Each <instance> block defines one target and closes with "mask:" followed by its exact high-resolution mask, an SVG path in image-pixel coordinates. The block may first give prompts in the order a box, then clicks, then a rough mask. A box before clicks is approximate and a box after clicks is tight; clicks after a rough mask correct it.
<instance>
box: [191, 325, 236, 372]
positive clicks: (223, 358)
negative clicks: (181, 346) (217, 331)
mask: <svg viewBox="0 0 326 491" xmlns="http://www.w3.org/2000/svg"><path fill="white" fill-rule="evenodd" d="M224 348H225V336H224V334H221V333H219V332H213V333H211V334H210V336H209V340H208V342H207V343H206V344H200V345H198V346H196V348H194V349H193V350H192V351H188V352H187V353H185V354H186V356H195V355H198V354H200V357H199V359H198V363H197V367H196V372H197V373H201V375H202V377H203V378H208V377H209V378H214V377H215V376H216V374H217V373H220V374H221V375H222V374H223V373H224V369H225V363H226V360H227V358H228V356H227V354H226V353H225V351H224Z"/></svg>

************

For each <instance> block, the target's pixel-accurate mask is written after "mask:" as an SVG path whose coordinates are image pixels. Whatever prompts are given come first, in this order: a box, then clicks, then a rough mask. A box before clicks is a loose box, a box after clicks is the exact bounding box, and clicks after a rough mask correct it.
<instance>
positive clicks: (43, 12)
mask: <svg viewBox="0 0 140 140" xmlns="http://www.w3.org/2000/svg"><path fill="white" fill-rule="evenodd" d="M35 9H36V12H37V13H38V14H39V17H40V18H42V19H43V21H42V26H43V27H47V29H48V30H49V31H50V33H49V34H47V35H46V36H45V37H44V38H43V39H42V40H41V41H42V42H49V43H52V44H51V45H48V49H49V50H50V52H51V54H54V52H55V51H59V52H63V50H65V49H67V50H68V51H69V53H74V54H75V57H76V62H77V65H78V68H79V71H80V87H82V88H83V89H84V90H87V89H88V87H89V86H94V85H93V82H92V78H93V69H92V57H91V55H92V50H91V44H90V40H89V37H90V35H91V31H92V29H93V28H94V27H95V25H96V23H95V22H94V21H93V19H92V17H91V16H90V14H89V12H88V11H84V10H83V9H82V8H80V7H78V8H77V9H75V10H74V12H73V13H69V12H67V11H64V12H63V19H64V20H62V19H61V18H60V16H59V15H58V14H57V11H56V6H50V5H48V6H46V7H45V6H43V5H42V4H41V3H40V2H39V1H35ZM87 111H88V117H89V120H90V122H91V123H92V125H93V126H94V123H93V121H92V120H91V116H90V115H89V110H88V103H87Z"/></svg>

************

• _Exercise directions_: On how many lines above does the word "before" appear? Answer with that figure only.

• _Response area_: 2